Please return all of the records below, copying each line without change, and leave the pictures out of your answer.

▶ **SUPPLIED DATA**:
----------------

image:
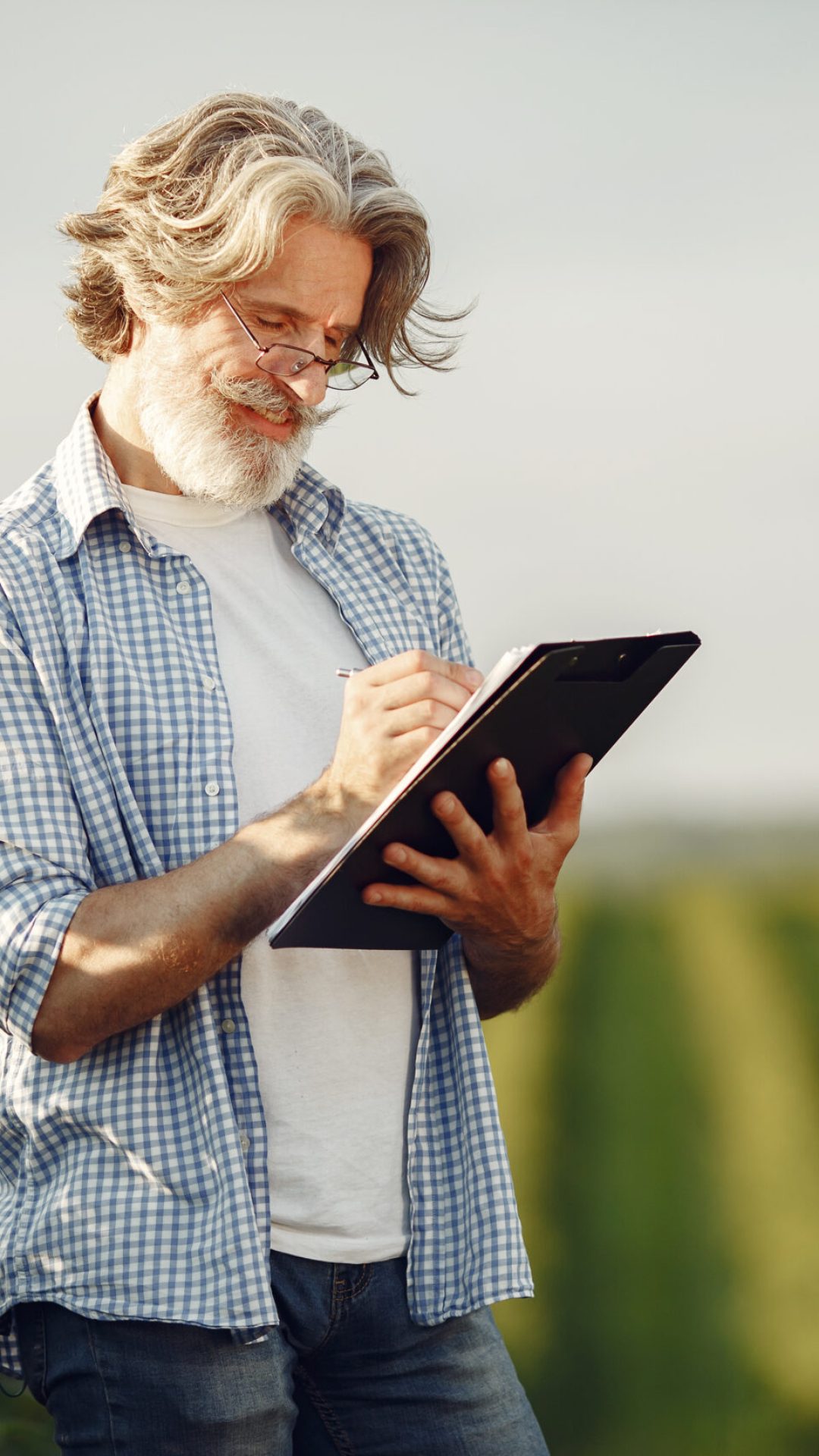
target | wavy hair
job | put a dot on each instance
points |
(203, 201)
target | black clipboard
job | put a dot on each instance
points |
(563, 698)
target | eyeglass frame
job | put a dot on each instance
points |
(315, 359)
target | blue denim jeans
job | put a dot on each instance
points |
(346, 1372)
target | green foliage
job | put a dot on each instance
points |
(25, 1429)
(639, 1350)
(634, 1346)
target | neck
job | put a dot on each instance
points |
(117, 424)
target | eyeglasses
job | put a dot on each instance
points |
(287, 362)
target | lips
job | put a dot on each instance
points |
(278, 428)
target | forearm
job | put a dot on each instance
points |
(133, 951)
(506, 976)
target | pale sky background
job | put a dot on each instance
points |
(629, 188)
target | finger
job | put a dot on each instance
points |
(425, 714)
(567, 801)
(407, 897)
(509, 811)
(426, 688)
(445, 875)
(468, 837)
(417, 660)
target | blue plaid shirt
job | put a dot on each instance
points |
(133, 1183)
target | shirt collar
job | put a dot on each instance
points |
(88, 485)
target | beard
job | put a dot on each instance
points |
(199, 443)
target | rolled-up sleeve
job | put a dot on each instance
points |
(44, 861)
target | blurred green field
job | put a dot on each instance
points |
(662, 1111)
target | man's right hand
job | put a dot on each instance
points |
(392, 712)
(137, 948)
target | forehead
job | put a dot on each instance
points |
(318, 273)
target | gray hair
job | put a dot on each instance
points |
(203, 200)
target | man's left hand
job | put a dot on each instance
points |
(500, 890)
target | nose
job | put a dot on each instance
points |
(309, 386)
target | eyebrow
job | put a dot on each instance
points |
(270, 306)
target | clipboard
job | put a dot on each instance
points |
(558, 699)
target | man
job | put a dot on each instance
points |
(251, 1200)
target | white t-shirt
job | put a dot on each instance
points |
(334, 1031)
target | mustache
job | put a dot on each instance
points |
(264, 398)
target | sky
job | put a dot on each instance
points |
(627, 193)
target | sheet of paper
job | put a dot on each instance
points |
(494, 679)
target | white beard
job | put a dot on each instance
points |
(196, 441)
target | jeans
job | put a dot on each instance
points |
(346, 1372)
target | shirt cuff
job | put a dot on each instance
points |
(36, 963)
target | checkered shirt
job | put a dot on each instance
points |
(133, 1181)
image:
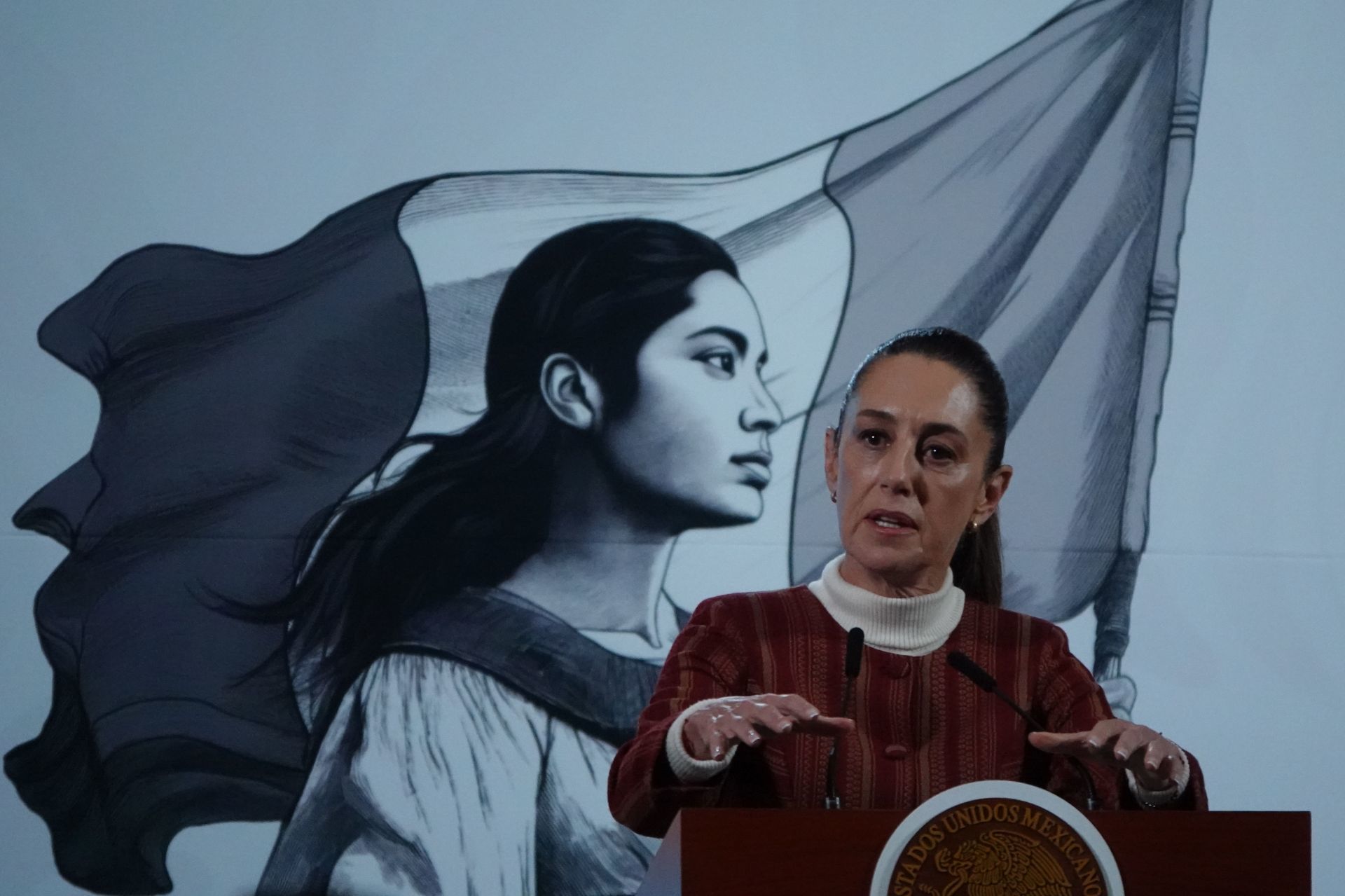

----------------

▶ **FINAL ANSWER**:
image:
target | wavy hair
job | put a dot on each instance
points |
(203, 201)
target | black clipboard
job | put a dot on each instance
points |
(563, 698)
target | eyeglass frame
job | put a dot on each instance
points |
(315, 359)
target | blue denim jeans
job | put a dot on each instance
points |
(346, 1372)
target | green foliage
job | put a dot on each instance
points |
(25, 1429)
(639, 1350)
(634, 1346)
target | neck
job | put a dot on each instance
points |
(117, 424)
target | eyeglasses
job | put a dot on each instance
points |
(287, 362)
target | lips
job | put a dot on each instance
points |
(278, 428)
target | forearm
job | put a dot on each instance
points |
(133, 951)
(506, 976)
target | pale sky background
job | put a dot on each instance
points |
(629, 188)
target | finger
job | put a dot on each instance
points |
(425, 714)
(567, 801)
(407, 897)
(509, 811)
(426, 688)
(445, 875)
(468, 837)
(417, 660)
target | blue plaid shirt
job | put a dot on each instance
points |
(133, 1183)
target | shirt collar
job | put a dot on each instance
points |
(88, 485)
target | beard
job | put a dot on each instance
points |
(199, 443)
target | rolled-up sleeve
job | put a dot on each instance
points |
(44, 861)
target | blurred green field
job | put a dot on each instance
points |
(662, 1111)
target | man's right hand
job | put a dot on each instance
points |
(392, 712)
(137, 948)
target | forehead
job | put a dot on each instance
points |
(318, 273)
target | gray hair
job | put a dot on each instance
points |
(203, 200)
target | man's left hand
job | put a dot on each instance
points |
(500, 890)
target | nose
job | put a dot on each instance
points |
(309, 386)
target | eyebrow
job | put a dot on each instance
points |
(270, 306)
target | clipboard
job | put a dot on each instance
points |
(558, 699)
target | man
job | put a dot on each instance
points |
(251, 1200)
target | white t-shirt
job | put a dot on each instance
points |
(334, 1031)
target | mustache
job | put a dot on each instance
points |
(264, 398)
target | sky
job | put a dot on each instance
points |
(627, 193)
target | sheet of paper
job | put a dot on each instance
points |
(494, 679)
target | white beard
job | put a dot on each instance
points |
(196, 441)
target | jeans
job | put a dot on each instance
points |
(346, 1372)
target | shirt cuff
job | put a dot on each instance
points |
(36, 963)
target | checkered shirt
job | put a dot on each instance
points |
(133, 1181)
image:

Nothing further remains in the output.